Entries on locating named things:
======
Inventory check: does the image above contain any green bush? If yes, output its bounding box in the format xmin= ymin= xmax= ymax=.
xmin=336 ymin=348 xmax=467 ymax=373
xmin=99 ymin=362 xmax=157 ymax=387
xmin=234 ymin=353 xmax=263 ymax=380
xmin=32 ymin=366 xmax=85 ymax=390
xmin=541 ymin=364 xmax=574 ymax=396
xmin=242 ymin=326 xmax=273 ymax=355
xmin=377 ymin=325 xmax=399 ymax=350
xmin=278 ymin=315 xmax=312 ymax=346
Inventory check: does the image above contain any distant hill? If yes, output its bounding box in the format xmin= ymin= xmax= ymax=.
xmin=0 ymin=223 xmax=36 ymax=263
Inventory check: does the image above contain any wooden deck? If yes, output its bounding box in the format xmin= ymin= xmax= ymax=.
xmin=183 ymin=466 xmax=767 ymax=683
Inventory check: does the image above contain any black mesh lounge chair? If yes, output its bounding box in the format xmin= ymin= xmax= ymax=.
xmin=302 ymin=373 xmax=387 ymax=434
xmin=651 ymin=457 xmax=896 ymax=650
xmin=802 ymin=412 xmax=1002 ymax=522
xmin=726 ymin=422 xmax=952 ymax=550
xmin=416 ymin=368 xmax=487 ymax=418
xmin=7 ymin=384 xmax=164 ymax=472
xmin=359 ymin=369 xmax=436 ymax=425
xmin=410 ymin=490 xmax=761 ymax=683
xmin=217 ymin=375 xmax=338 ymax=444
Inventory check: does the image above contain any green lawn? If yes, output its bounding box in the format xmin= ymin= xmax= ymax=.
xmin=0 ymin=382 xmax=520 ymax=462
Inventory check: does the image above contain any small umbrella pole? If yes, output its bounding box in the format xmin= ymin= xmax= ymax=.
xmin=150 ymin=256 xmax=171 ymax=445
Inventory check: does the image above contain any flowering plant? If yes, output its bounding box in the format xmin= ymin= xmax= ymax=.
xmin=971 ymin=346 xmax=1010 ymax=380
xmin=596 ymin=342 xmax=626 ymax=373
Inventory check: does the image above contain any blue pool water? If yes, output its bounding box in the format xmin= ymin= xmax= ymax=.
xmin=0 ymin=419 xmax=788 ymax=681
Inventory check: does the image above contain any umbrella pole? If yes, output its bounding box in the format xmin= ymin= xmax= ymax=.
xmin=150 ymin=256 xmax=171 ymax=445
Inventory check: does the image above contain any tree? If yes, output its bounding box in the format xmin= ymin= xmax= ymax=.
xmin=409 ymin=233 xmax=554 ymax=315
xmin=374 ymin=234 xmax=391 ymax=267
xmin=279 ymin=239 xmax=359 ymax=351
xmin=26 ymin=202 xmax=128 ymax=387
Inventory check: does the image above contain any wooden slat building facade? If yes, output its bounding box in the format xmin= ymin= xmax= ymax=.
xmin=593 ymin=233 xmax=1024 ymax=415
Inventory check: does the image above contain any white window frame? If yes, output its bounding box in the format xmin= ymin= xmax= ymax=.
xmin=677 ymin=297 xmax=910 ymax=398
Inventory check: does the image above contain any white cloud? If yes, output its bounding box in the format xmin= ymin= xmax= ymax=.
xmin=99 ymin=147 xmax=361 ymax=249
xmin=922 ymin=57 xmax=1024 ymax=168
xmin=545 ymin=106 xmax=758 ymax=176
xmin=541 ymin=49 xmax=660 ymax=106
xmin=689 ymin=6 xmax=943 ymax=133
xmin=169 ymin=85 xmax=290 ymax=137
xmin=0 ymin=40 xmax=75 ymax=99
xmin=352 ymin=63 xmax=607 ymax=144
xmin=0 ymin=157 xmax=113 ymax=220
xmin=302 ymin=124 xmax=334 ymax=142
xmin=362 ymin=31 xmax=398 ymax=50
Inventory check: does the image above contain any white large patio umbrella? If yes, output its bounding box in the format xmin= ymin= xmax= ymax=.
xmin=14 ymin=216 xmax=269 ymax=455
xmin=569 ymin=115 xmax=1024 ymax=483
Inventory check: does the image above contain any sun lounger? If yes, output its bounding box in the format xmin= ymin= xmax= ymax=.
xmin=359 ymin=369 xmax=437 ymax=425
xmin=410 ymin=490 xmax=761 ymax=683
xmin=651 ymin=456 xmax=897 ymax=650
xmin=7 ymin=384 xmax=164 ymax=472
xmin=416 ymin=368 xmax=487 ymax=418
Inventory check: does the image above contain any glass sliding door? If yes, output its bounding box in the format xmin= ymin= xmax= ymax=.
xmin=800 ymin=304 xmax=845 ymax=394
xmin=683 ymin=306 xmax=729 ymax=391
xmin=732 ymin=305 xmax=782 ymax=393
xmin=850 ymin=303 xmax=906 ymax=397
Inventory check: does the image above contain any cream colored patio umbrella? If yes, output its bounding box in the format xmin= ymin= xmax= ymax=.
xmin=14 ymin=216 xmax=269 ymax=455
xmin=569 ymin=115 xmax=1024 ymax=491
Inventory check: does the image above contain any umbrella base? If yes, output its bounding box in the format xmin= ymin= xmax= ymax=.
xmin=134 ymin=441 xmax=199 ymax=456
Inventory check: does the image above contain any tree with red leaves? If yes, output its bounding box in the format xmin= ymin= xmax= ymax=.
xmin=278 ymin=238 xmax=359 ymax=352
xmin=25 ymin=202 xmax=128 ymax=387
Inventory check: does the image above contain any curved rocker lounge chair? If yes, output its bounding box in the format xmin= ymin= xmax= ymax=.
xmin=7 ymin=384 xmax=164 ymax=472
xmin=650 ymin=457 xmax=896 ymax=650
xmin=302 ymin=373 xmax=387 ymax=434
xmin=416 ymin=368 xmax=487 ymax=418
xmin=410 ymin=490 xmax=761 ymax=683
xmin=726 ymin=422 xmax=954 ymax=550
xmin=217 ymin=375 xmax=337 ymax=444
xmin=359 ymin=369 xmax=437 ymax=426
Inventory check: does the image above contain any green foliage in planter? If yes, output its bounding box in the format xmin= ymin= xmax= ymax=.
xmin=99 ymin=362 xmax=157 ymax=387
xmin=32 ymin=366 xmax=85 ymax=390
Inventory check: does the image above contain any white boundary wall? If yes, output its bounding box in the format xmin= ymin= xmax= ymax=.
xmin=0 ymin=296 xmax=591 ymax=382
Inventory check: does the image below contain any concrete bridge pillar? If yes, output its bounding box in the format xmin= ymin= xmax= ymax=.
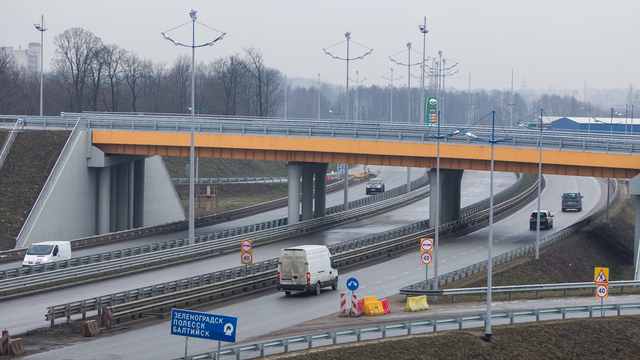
xmin=96 ymin=166 xmax=111 ymax=234
xmin=133 ymin=159 xmax=145 ymax=229
xmin=429 ymin=169 xmax=464 ymax=227
xmin=302 ymin=163 xmax=315 ymax=221
xmin=116 ymin=163 xmax=130 ymax=231
xmin=287 ymin=162 xmax=302 ymax=224
xmin=313 ymin=163 xmax=329 ymax=218
xmin=629 ymin=175 xmax=640 ymax=274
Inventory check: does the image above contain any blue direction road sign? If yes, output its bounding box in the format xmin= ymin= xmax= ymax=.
xmin=171 ymin=309 xmax=238 ymax=343
xmin=347 ymin=278 xmax=360 ymax=291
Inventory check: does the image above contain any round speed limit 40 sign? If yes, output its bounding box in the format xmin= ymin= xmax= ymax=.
xmin=420 ymin=238 xmax=433 ymax=251
xmin=420 ymin=251 xmax=433 ymax=265
xmin=240 ymin=251 xmax=253 ymax=265
xmin=596 ymin=284 xmax=609 ymax=299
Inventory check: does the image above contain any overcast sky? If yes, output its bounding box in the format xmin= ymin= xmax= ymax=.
xmin=0 ymin=0 xmax=640 ymax=93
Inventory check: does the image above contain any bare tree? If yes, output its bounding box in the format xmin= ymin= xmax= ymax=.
xmin=123 ymin=54 xmax=151 ymax=112
xmin=168 ymin=55 xmax=191 ymax=113
xmin=102 ymin=44 xmax=129 ymax=111
xmin=0 ymin=48 xmax=21 ymax=114
xmin=216 ymin=54 xmax=246 ymax=115
xmin=53 ymin=28 xmax=102 ymax=112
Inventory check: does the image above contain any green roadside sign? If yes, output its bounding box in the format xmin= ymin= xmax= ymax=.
xmin=424 ymin=97 xmax=438 ymax=125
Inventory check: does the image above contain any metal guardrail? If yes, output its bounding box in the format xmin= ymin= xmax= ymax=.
xmin=400 ymin=280 xmax=640 ymax=302
xmin=0 ymin=176 xmax=428 ymax=295
xmin=400 ymin=179 xmax=620 ymax=294
xmin=0 ymin=119 xmax=23 ymax=169
xmin=0 ymin=175 xmax=428 ymax=280
xmin=0 ymin=176 xmax=360 ymax=262
xmin=171 ymin=176 xmax=289 ymax=184
xmin=1 ymin=113 xmax=640 ymax=154
xmin=46 ymin=172 xmax=537 ymax=325
xmin=174 ymin=303 xmax=640 ymax=360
======
#### WORK REQUIRED:
Rewrite the rows above, from the first one through the one that contains "xmin=183 ymin=466 xmax=767 ymax=683", as a Markdown table. Use the columns "No." and "Line", leaving out any blank lines.

#### EXERCISE SOLUTION:
| No. | Line |
|---|---|
| 1 | Inventory check: does the image above contain any green bush? If yes, output its bounding box in the format xmin= ymin= xmax= ymax=. |
| 2 | xmin=336 ymin=348 xmax=467 ymax=373 |
| 3 | xmin=99 ymin=362 xmax=157 ymax=387 |
| 4 | xmin=234 ymin=353 xmax=263 ymax=380 |
| 5 | xmin=32 ymin=366 xmax=85 ymax=390 |
| 6 | xmin=541 ymin=364 xmax=574 ymax=396 |
| 7 | xmin=242 ymin=326 xmax=273 ymax=355 |
| 8 | xmin=377 ymin=325 xmax=399 ymax=350 |
| 9 | xmin=278 ymin=315 xmax=312 ymax=346 |
| 10 | Inventory check: does the image above contain any distant hill? If yes, output its bounding box in the format xmin= ymin= xmax= ymax=. |
| 11 | xmin=0 ymin=223 xmax=36 ymax=263 |
| 12 | Inventory check: does the image above contain any wooden deck? If yes, output its bounding box in the format xmin= ymin= xmax= ymax=. |
| 13 | xmin=183 ymin=466 xmax=767 ymax=683 |